Exercise set.
1. In the passage on marriage below, rewrite the paragraph that begins "The people appear to have been specially anxious" as a short bulleted list that keeps its main facts.
2. Reproduce word for word the part of the passage on marriage below, starting at "14 For the unbelieving" and ending at "save thy wife?".
3. Write the next part of the passage on marriage below, carrying on from its final sentence.

Supplied passage.
################
14 For the unbelieving husband is sanctified by the wife, and the unbelieving wife is sanctified by the husband: else were your children unclean: but now are they holy.
16 For what knowest thou, O wife, whether thou shalt save thy husband? or how knowest thou, O man, whether thou shalt save thy wife?
The people appear to have been specially anxious to know what The Christian idea was in regard to the question of marriage. The Pythagoreans taught that marriage is unfavorable to high intellectual development. On the other hand, the Pharisees taught that it is sinful for a man to live unmarried beyond his twentieth year. 'The Apostles allowed that in many cases it might be wise for a man to live unmarried, as he could be more useful to others, provided that he were able to live with that entire chastity which the single life required.
################
Supplied data.
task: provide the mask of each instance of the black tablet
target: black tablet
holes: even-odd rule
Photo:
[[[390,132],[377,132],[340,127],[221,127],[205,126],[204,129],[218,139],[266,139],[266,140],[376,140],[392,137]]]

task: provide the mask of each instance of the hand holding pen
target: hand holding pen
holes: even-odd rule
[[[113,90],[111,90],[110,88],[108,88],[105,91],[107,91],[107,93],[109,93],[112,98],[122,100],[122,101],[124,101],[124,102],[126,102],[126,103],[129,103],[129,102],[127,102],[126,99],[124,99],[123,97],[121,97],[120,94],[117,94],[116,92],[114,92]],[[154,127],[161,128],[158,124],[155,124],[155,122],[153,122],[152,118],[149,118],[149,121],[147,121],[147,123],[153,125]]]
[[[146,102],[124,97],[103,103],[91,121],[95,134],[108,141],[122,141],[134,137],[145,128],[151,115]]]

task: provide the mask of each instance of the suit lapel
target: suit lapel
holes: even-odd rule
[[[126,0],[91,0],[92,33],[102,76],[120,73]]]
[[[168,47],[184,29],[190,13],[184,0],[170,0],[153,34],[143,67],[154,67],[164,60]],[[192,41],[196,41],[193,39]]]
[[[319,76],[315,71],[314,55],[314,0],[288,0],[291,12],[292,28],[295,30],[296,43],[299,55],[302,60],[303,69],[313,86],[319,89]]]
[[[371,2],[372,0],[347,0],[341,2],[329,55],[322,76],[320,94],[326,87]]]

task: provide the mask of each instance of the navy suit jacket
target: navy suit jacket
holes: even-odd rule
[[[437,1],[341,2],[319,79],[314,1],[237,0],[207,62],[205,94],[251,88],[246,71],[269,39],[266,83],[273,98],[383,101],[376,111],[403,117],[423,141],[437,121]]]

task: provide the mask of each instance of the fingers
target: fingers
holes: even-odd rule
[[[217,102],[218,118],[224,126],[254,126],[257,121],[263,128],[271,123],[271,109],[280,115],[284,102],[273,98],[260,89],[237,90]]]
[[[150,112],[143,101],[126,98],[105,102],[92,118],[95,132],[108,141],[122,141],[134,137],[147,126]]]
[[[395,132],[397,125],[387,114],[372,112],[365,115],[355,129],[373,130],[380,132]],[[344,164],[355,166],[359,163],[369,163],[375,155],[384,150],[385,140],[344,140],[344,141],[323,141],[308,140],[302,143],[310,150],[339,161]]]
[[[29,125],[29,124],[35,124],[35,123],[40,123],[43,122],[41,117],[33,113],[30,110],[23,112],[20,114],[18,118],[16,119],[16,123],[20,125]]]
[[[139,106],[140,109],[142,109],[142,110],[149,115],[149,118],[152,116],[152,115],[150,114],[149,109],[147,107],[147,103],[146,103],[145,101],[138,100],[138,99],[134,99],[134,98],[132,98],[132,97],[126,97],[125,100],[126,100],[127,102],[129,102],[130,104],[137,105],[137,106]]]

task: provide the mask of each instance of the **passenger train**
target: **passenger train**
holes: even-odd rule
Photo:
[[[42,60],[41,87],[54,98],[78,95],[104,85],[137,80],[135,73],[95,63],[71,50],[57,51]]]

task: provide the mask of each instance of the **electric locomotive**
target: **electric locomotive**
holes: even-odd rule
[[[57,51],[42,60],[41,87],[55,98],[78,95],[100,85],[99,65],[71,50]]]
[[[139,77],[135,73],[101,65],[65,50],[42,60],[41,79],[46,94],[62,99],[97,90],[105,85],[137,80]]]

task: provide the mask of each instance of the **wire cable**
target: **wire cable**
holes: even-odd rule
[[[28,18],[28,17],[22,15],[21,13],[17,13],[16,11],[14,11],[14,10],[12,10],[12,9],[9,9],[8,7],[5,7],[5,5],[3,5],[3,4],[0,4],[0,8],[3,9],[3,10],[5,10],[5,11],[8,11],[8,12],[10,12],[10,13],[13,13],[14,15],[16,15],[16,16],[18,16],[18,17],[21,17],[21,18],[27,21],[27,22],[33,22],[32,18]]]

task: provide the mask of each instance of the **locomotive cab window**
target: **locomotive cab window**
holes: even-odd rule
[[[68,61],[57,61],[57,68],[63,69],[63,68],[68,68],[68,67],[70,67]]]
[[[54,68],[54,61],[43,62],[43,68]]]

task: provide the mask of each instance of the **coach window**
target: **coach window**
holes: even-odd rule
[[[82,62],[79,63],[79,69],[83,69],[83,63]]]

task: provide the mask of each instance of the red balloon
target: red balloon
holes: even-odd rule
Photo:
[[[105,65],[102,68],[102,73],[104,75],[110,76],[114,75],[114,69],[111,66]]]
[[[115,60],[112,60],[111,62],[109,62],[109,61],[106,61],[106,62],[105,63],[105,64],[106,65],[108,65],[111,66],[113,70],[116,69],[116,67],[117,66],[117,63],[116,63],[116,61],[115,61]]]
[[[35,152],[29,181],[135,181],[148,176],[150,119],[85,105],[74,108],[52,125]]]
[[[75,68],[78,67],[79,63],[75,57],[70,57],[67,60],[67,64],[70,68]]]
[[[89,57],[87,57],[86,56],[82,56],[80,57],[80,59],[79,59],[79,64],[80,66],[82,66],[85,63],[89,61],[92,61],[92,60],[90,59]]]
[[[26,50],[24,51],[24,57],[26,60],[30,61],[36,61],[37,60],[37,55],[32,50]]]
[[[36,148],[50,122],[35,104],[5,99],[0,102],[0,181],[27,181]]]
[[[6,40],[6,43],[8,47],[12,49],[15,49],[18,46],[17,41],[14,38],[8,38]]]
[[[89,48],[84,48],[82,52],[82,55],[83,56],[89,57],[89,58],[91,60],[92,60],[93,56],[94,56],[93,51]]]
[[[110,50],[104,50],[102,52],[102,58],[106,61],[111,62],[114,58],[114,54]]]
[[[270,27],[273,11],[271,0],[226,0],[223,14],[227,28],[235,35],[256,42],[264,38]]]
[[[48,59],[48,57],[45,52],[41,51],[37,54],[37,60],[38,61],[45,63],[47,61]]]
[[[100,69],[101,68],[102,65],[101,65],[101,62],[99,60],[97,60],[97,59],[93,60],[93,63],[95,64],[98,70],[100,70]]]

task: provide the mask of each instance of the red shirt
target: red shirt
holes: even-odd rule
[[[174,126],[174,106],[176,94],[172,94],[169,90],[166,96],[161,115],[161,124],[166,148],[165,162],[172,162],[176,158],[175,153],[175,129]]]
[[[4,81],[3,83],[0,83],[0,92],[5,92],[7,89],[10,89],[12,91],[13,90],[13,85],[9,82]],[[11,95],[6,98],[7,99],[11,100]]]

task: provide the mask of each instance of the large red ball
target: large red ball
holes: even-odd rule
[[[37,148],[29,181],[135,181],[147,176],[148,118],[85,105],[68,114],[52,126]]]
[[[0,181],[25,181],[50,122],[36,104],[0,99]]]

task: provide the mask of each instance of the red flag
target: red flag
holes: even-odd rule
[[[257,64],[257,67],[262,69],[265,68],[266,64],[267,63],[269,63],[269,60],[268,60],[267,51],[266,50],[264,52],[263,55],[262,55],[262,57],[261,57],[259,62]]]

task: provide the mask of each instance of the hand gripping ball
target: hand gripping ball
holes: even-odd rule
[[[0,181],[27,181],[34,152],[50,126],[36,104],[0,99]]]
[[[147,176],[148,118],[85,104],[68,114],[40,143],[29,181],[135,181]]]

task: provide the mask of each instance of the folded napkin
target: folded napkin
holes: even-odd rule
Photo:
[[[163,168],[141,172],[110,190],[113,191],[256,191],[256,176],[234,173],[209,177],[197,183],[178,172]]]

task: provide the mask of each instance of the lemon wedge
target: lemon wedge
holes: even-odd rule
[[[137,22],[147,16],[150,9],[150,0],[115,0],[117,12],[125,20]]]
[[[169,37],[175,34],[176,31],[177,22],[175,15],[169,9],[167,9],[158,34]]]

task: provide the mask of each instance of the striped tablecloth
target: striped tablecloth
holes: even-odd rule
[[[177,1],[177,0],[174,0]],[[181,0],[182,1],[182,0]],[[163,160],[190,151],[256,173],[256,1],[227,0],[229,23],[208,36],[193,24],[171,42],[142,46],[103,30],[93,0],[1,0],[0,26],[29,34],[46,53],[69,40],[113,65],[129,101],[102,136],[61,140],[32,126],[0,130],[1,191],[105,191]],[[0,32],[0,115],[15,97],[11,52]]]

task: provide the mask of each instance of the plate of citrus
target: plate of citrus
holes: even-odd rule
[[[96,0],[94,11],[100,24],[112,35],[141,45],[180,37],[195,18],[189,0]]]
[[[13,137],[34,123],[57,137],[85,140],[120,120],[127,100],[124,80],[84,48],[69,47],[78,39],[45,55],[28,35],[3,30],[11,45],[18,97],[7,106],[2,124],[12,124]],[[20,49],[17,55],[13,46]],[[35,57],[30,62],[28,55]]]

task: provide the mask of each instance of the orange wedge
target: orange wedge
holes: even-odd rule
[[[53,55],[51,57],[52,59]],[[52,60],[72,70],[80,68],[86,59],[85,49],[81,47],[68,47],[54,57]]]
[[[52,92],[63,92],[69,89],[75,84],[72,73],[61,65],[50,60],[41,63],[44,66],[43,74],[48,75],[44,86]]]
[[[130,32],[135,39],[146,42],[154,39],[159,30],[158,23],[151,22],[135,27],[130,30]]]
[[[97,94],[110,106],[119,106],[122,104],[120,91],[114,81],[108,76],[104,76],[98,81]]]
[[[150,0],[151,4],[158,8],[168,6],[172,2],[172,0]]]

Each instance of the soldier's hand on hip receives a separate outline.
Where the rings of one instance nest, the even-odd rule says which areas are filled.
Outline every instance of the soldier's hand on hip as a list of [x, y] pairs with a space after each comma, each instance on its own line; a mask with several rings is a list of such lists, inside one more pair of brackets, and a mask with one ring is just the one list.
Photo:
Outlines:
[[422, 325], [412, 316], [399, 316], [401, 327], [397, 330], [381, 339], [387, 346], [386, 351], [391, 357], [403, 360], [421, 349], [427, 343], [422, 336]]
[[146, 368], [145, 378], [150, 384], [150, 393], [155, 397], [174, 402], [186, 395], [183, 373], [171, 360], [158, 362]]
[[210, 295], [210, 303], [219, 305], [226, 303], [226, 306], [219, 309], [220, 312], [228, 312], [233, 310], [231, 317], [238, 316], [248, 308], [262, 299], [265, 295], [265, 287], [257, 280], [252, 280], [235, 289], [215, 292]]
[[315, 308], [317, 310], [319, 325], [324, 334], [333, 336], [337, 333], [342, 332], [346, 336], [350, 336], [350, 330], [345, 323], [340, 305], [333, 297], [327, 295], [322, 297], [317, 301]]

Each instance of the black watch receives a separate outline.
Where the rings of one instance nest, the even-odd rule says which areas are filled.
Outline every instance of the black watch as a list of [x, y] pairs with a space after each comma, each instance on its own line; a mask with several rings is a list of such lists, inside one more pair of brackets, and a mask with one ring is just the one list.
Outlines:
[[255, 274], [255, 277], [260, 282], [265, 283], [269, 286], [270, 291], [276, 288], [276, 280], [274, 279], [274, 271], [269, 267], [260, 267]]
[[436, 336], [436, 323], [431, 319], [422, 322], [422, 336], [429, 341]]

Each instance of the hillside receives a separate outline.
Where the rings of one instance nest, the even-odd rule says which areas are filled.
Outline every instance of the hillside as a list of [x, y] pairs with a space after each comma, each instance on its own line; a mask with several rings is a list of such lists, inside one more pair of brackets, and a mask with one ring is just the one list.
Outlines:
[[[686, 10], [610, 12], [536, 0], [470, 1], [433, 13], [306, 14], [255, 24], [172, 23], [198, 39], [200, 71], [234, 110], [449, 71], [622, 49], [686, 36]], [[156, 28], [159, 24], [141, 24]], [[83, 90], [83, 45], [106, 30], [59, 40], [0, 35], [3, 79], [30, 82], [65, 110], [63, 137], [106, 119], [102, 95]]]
################
Answers to the problems.
1.
- The people were especially eager to know the Christian view of marriage.
- The Pythagoreans taught that marriage hinders high intellectual development.
- The Pharisees taught that it is sinful for a man to stay unmarried past his twentieth year.
- The Apostles granted that staying single might often be wise, since a man could then be more useful to others, but only if he could keep the complete chastity the single life demanded.

2.
14 For the unbelieving husband is sanctified by the wife, and the unbelieving wife is sanctified by the husband: else were your children unclean: but now are they holy.
16 For what knowest thou, O wife, whether thou shalt save thy husband? or how knowest thou, O man, whether thou shalt save thy wife?

3.
The Apostle says that Christians should not marry unbelievers, but if either should change his or her opinions after, he would not advise separation, as they might sanctify each other. Scott thinks that the children are no more holy with one unbelieving parent, than when both are unbelieving; and he has not much faith in their sanctifying each other, except in a real change of faith. A union with an unbeliever would occasion grief and trouble, yet that ought patiently to be endured, for God might make use of the unbelieving wife or husband as an instrument in converting the other by affectionate and conscientious behavior; as this might not be the case, there is no reason to oppose the dissolution of the marriage.
There are no restrictions in the Scriptures on divorced persons marrying again, though many improvised by human laws are spoken of as in the Bible.
E. C. S.
In this chapter Paul laments that all men are not bachelors like himself; and in the second verse of that chapter he gives the only reason for which he was willing that men and women should marry. He advised all the unmarried and all widows to remain as he was. Paul sums up the whole matter, however, by telling those who have wives or husbands to stay with them—as necessary evils only to be tolerated; but sincerely regrets that anybody was ever married, and finally says that, "they that have wives should be as though they had none;" because, in his opinion, "he that is unmarried careth for the things that belong to the Lord, how he may please the Lord; but he that is married careth for the things that are of the world, how he please his wife."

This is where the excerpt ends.